→ **What to work on**
Can you update the records below by changing every "MUST" to "SHOULD" and leaving all else as it is, with the pictures left out of your answer?

## Begin

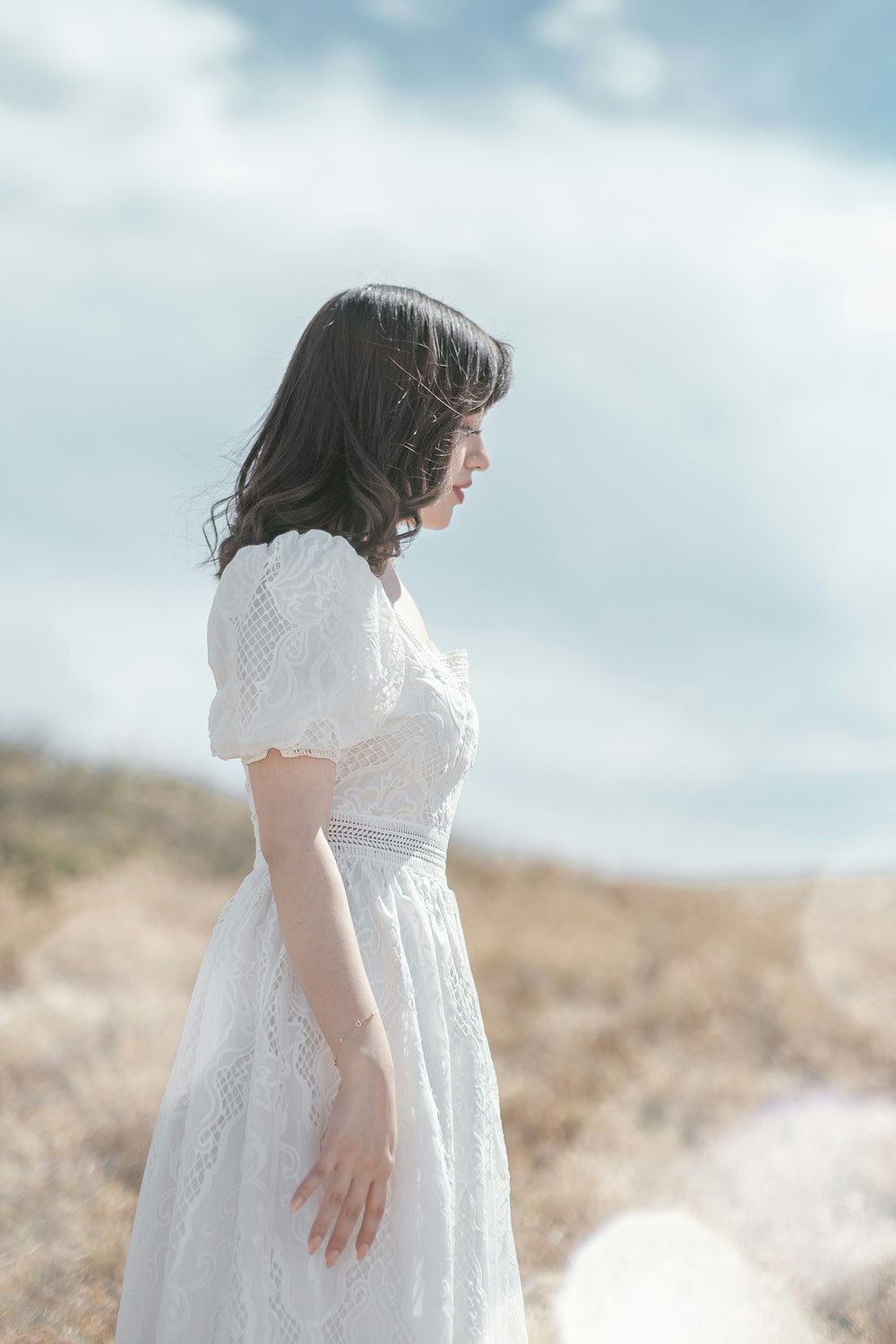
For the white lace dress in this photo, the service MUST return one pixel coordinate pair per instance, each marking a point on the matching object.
(311, 658)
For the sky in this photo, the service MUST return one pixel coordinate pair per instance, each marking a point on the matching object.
(676, 580)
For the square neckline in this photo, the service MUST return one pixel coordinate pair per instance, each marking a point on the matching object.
(429, 650)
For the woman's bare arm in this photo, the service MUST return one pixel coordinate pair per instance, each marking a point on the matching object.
(293, 800)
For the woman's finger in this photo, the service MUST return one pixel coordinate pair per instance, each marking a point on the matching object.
(374, 1210)
(331, 1204)
(352, 1206)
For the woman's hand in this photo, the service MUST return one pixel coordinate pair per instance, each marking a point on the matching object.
(359, 1148)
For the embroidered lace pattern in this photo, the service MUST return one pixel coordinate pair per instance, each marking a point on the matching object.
(309, 656)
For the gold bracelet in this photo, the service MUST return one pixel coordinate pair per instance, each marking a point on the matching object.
(359, 1023)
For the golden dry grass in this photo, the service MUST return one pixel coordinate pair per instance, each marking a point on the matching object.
(728, 1050)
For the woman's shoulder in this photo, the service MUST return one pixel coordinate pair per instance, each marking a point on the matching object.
(314, 564)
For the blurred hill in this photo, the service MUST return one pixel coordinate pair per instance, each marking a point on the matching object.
(726, 1050)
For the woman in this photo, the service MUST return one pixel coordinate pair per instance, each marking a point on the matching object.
(328, 1166)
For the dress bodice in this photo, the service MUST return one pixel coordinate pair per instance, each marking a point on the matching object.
(311, 656)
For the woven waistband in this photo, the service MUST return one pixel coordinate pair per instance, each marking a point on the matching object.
(411, 846)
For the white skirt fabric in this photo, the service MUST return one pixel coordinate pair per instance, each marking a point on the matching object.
(217, 1257)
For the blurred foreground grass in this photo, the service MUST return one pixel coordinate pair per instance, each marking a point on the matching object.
(726, 1050)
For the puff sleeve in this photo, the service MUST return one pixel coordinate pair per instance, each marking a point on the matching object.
(306, 650)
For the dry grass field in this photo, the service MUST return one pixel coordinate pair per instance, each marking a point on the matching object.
(694, 1080)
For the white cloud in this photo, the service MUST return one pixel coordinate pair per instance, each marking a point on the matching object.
(702, 327)
(611, 56)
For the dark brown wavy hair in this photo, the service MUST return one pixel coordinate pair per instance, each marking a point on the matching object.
(360, 433)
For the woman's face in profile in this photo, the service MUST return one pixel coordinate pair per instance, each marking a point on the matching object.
(468, 456)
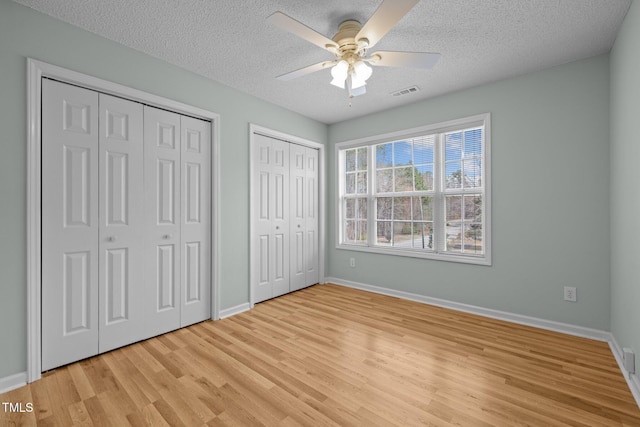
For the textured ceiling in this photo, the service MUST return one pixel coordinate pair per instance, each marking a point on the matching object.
(229, 41)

## End

→ **Answer to the task**
For the white lace dress in this photo, the service SHOULD return one pixel coordinate pair per instance, each marking a point on the matching object.
(311, 658)
For the sky in this photo, the service SHOULD return one pixel coordinate pair per instance, each marking a point on the matching object.
(676, 580)
For the square neckline in this photo, the service SHOULD return one pixel coordinate pair per instance, each marking a point on the matching object.
(429, 650)
For the woman's bare arm in this photo, the service SHOULD return one pixel coordinate pair per instance, each marking a point on the matching object.
(293, 800)
For the woman's finger in this photo, the service SHOULD return one pixel coordinate pair per instance, each marking a point on the matching object.
(374, 1210)
(331, 1204)
(352, 1206)
For the woman's hand in this photo, the service SHOULD return one pixel coordinate pair per instance, each marking a point on the matching object.
(359, 1148)
For the embroidered lace pattern in this photo, the service SHOULD return one pixel coordinate pair per instance, each marking a point on the matching object.
(309, 656)
For the gold bracelet in this photo, the service SHOULD return one pixel coordinate pair per instance, each marking a point on the matching object.
(359, 1023)
For the golden dry grass in this photo, the service SHOULD return one pixel coordinate pair per instance, each marking a point on the matching object.
(728, 1050)
For the woman's shoulder in this photo, the service SHOULD return one pixel coordinate pair per instance, each marking a point on the matching object.
(314, 564)
For the blurred hill in this photo, the service SHOULD return one pixel coordinate pair per instance, each marking a point on the matching object.
(726, 1050)
For the woman in this photo, the service SHOULD return one pixel coordinate pair per instance, each marking a point on the matching object.
(328, 1166)
For the dress bodice in this photo, the service SHOULD return one pixel coordinate pair per instance, each marking a point on the matching object.
(311, 656)
For the woven waistband in this photo, the service SHOULD return one pixel coordinate pair per instance, each marking a point on the matching object.
(411, 846)
For the white skirt fabric in this photo, the service SHOULD return one pixel coordinate pair per instance, each marking a point on the matching object.
(217, 1257)
For the blurred foreground grass in this photo, the service SHOULD return one pixel coordinate pair per instance, each marking a point on the matching object.
(726, 1050)
For the puff sleeve in this photo, the service SHOULD return one pixel coordinate pair per instance, each marking a point on the matching object.
(306, 650)
For the dry grass field in this photo, the service SHOULD return one pixel coordinate pair per instance, each marking a point on the matching object.
(694, 1080)
For the white cloud in this photo, the service SHOULD return one pixel coordinate pair per instance, each marking a point on the matching object.
(702, 327)
(611, 56)
For the dark brown wavy hair in this photo, the service SHOULD return one pixel coordinate pair per instance, each marking a point on the matching object.
(360, 433)
For the woman's face in profile in this photo, the service SHOULD return one pixel coordinate pair per instance, each marking a point on the matching object.
(468, 456)
For the textured ceiling in this photo, the service SHOULD return one pixel coordinate pair per instance, each marking a point on the matching object.
(229, 41)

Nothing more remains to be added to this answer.